• Document text:

Tokenization of real-world assets
What is going on?
To overcome the crisis caused by the COVID-19 pandemic and accelerate the transition towards greener production, the real sectors of the world economy need additional funding. However, regulatory requirements for banks' capital adequacy to support risks impose restrictions on what traditional financial institutions can do. As a result, the real sector is forced to look for opportunities to attract funding from institutional and retail investors.

Digital industries can count on increased investments due to democratizing access to private assets, whereas the real sector will have to solve a more fundamental task — securitization of existing assets. In other words, they need to restructure illiquid assets into tradable securities through tokenization (digitization).
The digitization of ownership and copyright creates new asset classes that can be sold, bought, and divided. At the same time, DLT (distributed ledger technology) gives real-time access to verified, up-to-date information to all parties to the transaction. Thus, the securitization of assets increases the transparency and security of the processes associated with raising funds. It also reduces manual transactions.

Digitization can apply to transactions with any asset in the real world — For example, mortgages, corporate liabilities, trade finance, and green assets.


What will happen next?
Scenario 1
Products based on tokenized assets will continue to exist exclusively in alternative finance and be quite expensive. Market participants with a higher risk appetite will benefit from the development of the trend.
Scenario 2
Asset tokenization will become deeply integrated with other business processes, which will allow companies to develop a reliable infrastructure for non-standard use cases. This infrastructure will be used to create new financial products.
Limitations
Local regulation
Specific jurisdictions largely affect how fast asset tokenization can develop. In some countries like Switzerland, the legislation is more open to digitizing assets, while other countries are strongly against it.
Lack of investor interest
Securitization of real-world assets reduces investment risks but does not allow for scaling profits as quickly as, for example, investing in SaaS.
Mistrust
Investors are yet to grasp the specifics of new asset classes and find ways to maximize profits.
High maintenance cost
At this stage, distributed infrastructure is quite expensive to use.
Use Cases
Token issuance platforms
This trend brought about the most common class of fintech companies. Such DLT solutions allow you to digitize any rights or obligations of the company.

End-to-end solutions for operations with tokenized assets
This refers to a complex format in which platforms not only issue tokenized assets but also provide services for interacting with them to all parties involved.

New infrastructure for institutional investors
Distributed platforms simplify the infrastructure for securities transactions by replacing fragmented databases and using self-executing smart contracts.

Industry solutions
These are platforms for tokenizing and servicing assets for certain industries, such as supply chain finance.

• Exercise tasks:
1. Return the asset tokenization text between "Digitization can apply" and "and green assets.", inclusive.
2. In the asset tokenization text, which country is named as having legislation more open to digitizing assets?
Nothing in the records is needed here.

• Data:

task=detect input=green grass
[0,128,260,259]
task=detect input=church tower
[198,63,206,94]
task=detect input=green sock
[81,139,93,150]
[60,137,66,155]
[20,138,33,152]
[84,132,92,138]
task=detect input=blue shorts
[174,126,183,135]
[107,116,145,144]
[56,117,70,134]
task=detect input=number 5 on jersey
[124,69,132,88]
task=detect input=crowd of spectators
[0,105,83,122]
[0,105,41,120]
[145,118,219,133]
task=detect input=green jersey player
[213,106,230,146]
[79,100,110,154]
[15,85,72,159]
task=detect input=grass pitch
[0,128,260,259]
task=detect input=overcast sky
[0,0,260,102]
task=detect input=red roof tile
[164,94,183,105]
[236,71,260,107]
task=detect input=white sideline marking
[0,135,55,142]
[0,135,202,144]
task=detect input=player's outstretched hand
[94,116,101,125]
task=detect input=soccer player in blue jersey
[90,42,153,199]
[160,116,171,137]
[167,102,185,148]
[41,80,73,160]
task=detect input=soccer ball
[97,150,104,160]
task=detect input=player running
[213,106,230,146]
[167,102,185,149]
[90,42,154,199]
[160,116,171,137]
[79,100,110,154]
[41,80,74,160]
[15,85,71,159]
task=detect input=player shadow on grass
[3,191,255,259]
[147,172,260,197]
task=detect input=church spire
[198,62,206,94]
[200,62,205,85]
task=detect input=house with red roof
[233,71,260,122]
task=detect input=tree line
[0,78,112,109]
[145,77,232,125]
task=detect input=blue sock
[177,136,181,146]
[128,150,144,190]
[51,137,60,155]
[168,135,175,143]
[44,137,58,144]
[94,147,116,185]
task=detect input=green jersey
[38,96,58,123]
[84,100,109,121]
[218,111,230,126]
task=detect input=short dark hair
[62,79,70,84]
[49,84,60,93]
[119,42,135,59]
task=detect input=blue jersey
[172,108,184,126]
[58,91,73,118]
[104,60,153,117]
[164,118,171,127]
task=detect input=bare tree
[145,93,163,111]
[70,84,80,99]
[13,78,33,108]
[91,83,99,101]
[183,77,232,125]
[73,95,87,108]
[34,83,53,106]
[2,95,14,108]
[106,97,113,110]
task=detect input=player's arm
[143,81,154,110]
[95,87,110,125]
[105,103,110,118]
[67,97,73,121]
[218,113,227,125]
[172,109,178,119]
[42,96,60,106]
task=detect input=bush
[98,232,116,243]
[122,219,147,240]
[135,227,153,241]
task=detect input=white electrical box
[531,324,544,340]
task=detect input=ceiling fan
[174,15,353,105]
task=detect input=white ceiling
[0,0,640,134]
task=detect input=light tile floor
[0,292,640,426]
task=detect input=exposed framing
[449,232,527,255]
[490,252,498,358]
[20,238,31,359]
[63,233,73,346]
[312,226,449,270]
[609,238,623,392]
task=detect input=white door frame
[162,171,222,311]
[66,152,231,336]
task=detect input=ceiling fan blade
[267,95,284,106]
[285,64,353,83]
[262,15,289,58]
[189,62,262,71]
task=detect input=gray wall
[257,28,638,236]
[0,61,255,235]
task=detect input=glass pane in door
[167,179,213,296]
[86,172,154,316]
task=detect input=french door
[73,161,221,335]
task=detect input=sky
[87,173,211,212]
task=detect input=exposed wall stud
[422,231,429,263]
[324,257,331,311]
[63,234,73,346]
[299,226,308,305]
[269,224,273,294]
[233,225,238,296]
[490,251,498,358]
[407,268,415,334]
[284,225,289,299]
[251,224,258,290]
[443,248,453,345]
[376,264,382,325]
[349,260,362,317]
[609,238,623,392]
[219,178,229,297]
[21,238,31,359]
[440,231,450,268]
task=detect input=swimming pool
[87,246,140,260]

• Solutions below:
1.
Digitization can apply to transactions with any asset in the real world — For example, mortgages, corporate liabilities, trade finance, and green assets.

2. Switzerland.